- **Written task**: Starting at the line that contains "Target: hazy horizon" and continuing through the end of the material, reproduce those lines with "gravel mound" swapped for "gravel heap". Leave everything else unchanged.

- **Given information**:

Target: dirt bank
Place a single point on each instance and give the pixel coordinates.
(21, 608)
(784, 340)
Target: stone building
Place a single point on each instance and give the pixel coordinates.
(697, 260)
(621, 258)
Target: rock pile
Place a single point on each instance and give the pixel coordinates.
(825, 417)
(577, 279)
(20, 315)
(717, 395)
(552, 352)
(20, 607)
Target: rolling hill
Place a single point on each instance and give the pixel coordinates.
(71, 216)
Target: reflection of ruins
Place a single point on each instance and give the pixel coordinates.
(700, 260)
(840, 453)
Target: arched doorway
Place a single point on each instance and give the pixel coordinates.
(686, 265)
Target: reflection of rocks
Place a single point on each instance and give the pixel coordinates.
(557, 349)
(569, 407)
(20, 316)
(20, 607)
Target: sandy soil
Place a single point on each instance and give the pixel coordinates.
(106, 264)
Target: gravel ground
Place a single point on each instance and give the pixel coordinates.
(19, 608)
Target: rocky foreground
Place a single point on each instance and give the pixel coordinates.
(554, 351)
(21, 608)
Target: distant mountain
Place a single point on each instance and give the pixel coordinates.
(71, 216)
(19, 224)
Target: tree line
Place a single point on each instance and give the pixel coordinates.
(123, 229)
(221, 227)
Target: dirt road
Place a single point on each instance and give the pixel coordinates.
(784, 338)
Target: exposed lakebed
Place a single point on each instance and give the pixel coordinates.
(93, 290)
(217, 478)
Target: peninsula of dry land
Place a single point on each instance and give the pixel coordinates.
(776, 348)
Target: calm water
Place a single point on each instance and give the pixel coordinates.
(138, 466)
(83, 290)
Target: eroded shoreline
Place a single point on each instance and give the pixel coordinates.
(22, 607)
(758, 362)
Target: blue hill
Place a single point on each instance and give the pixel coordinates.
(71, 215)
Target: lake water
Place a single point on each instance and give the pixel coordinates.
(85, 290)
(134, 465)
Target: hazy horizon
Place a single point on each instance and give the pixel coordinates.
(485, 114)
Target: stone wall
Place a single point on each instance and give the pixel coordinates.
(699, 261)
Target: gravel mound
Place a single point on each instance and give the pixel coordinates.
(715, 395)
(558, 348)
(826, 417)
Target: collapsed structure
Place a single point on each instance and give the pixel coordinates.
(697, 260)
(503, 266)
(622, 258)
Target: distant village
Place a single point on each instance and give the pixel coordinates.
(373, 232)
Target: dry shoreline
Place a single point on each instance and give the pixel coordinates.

- **Right answer**:
Target: hazy horizon
Place a single point on each instance and give the pixel coordinates.
(485, 114)
Target: stone wall
Place a single point on each instance and give the pixel coordinates.
(699, 261)
Target: gravel heap
Place a single point on each instance and give the pixel coordinates.
(715, 395)
(558, 348)
(826, 417)
Target: collapsed structure
Place a single point on each instance and give the pixel coordinates.
(697, 260)
(503, 266)
(622, 258)
Target: distant village
Place a single point on each instance and give the pixel coordinates.
(373, 232)
Target: dry shoreline
Place a single point on each instance and give the pixel coordinates.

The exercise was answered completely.